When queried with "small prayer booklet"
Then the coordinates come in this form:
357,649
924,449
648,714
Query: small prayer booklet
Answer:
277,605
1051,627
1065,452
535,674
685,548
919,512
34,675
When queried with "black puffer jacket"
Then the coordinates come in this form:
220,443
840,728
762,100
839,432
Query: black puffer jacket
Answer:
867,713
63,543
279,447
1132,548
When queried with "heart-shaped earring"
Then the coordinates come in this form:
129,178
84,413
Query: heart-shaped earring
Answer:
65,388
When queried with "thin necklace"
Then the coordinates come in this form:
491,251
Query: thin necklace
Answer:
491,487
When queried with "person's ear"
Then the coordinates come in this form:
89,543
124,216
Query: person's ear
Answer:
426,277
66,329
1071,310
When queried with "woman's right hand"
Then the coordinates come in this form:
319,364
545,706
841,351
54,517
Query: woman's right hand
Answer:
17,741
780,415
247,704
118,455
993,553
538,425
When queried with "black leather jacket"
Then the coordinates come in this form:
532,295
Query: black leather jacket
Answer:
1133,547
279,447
#####
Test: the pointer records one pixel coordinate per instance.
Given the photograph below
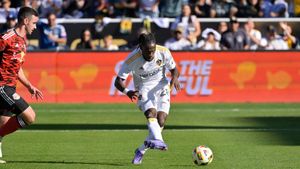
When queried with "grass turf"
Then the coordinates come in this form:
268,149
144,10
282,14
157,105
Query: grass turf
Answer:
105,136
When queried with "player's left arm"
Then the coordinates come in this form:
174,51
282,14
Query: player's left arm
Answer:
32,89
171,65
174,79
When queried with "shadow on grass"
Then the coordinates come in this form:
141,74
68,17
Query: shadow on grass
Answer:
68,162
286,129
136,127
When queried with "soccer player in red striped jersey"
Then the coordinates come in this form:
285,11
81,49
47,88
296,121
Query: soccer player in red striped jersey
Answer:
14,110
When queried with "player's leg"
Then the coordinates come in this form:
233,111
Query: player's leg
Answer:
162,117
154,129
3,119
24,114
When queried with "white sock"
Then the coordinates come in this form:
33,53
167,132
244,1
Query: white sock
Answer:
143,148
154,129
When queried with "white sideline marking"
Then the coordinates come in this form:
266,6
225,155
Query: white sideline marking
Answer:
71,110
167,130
#####
**Task prompt**
Pick out every line of the listing above that contains the word "shadow" with the same capitalization, and copy each of those lines in full.

**Finished answer**
When queried with "shadow on grass"
Query: shadow on grass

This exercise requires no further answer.